[Start of Attachment]
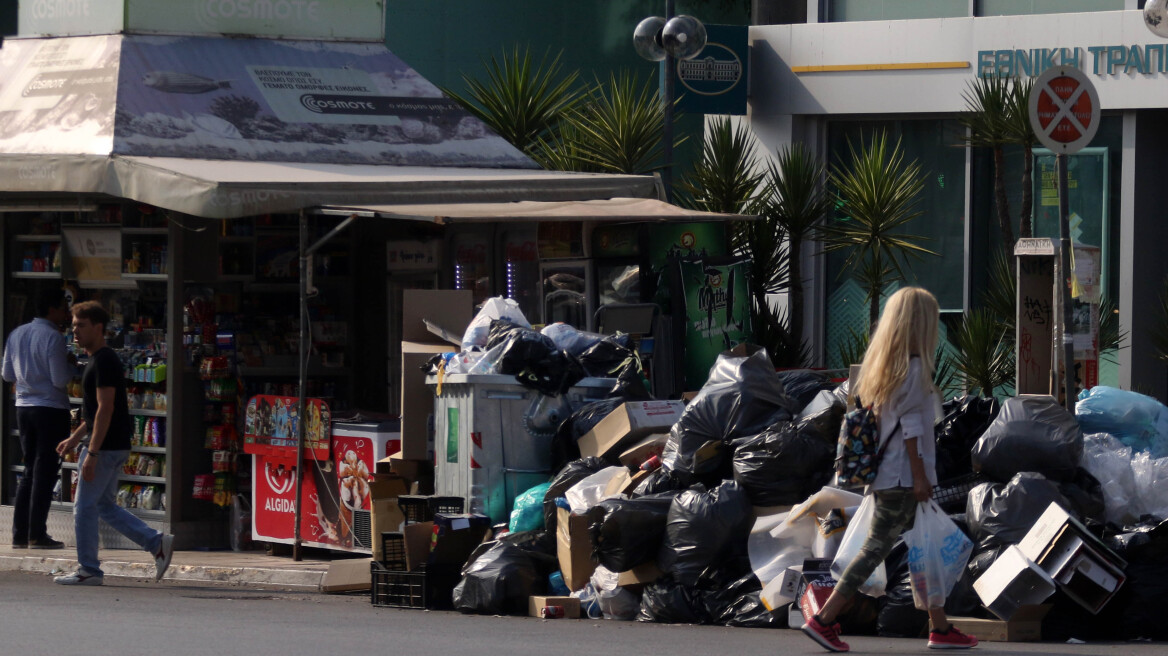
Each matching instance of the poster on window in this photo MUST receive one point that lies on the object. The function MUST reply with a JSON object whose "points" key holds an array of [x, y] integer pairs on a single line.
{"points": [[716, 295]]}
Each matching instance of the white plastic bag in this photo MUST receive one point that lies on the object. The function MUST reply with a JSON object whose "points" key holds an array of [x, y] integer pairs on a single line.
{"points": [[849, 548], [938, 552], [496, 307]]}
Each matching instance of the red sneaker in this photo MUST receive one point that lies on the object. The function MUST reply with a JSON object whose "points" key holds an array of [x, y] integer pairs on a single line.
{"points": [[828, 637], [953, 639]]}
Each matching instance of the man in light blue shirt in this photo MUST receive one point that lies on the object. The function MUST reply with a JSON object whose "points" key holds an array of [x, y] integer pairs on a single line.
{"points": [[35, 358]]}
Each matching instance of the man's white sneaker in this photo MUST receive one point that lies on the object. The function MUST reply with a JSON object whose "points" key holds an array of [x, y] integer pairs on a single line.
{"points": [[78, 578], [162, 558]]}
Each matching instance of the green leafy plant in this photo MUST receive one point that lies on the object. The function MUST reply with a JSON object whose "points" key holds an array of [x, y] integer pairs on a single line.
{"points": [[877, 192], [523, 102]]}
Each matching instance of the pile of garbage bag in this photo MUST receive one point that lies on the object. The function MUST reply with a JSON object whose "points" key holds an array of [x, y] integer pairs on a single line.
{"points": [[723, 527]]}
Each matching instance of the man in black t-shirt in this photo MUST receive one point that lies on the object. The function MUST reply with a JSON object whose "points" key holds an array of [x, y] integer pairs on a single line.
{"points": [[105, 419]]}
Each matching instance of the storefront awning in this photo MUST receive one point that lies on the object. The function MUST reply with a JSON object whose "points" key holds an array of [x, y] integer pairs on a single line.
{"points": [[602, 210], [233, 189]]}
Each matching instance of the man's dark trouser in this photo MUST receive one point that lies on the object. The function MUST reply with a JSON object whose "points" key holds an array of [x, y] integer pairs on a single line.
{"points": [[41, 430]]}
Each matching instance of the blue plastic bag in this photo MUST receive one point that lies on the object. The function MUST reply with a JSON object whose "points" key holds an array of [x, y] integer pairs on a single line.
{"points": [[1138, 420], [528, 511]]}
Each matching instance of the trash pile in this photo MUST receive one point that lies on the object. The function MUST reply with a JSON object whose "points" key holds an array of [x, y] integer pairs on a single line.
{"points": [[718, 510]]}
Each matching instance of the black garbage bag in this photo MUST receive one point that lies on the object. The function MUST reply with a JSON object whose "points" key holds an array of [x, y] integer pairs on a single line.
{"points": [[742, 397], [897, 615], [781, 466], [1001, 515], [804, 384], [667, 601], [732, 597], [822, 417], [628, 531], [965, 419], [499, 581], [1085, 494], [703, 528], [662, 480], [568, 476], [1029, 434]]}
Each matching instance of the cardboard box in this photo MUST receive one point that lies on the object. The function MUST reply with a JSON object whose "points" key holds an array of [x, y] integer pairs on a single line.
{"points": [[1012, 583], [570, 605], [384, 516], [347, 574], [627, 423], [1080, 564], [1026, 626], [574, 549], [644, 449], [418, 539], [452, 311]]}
[End of Attachment]
- _Task prompt_
Repeat the material exactly and drop each image.

- _Written response_
Each matching instance of the poster on window in this photo MUST receive one point that lies on the object. The function MUST reply with a JSON object whose "points" key holds an array of [x, y] integer pairs on a single line.
{"points": [[716, 295]]}
Each matching instance of the white plastic bag in this photo MUST receive one point that lies on the object. The function MUST reply with a JSON object whose "points" key holds an array of [x, y] integer pairs on a single line.
{"points": [[849, 548], [938, 552], [496, 307]]}
Each matching instance of the red sneaker in this photo MUST receive one point that lies on the object. The function MUST reply with a JSON object whose "points" key holds an array of [x, y] integer pairs on a single line.
{"points": [[828, 637], [953, 639]]}
Each matching instance of the man in light blue shirt in this photo MUST receive one point that lies on the object. The function MUST reply with a JSON object whose "points" key holds an array of [x, y] integer pairs on a single line.
{"points": [[35, 358]]}
Each matching instance of the man's white sneaker in this photo MUST receive one point that lies on the object. The function MUST reply with a JSON object whose "points" key holds an array of [x, y] integer pairs on a single line.
{"points": [[78, 578], [162, 558]]}
Each matching instance of the green leafy plant in this photo MUST receive one point that lies on the object. The function MUST reply with a JSON object whose "points" key holds an array of [x, y] integer pairs on a single line.
{"points": [[877, 192], [523, 102]]}
Each matching instance of the pile of garbage bag in this photo MUST receive one point that lies on the object. The function MUST reply with a JSON object whose "points" key holds an array of [x, y] integer pairs on a single line.
{"points": [[723, 527]]}
Each matching instance of the man in black t-shirt in this photo MUST receive one point that lies on the object. The function MUST reply with a JSON object whose "points" key holds an array of [x, y] integer pairs on a single line.
{"points": [[105, 419]]}
Each matching instance of the storefront awning in this photo MUST receive one point that lies on the object. The function MUST reply with a JSON object whose "points" key holds an array of [x, y] integer pairs on a single line.
{"points": [[602, 210], [233, 189]]}
Each matching instance of the man's dark trouser in this photo MUST receive one point that lies on the object. The function MUST reply with a JSON object whose "points" key holds an array of [x, y] integer pairs on a single line.
{"points": [[41, 430]]}
Each matching instance of the blue plastic bag in this photo MUST receive one point that lies on the object. The function MUST reply with a JSON object whose "points" key holds an array of [x, y] integer pairs on a single line.
{"points": [[1138, 420], [528, 511]]}
Each matching instance of the trash pile in this photo MUST receive one point that lies on the object. The function MUST reply with a JSON object whose "points" key holds an array of [x, y] integer pairs on a single line.
{"points": [[718, 510]]}
Each matching instance of the black garbage bag in this photo MUST receive one point that lies on the object. The function MUST reply with a JSON object whose "points" key holds an array of [x, y] integer pairs on a single line.
{"points": [[742, 397], [897, 615], [781, 466], [1001, 515], [804, 384], [667, 601], [732, 597], [822, 417], [628, 531], [965, 419], [499, 581], [1085, 494], [703, 528], [662, 480], [568, 476], [1029, 434]]}
Each matching instance of the cardboard box in this photo MUST receive one point that lies on the object. The function MUST reply with a JSON object whose "points" key holds an array of [x, y] integer pairs on a single line.
{"points": [[1012, 583], [570, 605], [384, 516], [347, 574], [627, 423], [1080, 564], [1026, 626], [574, 549], [644, 449], [418, 539], [452, 311]]}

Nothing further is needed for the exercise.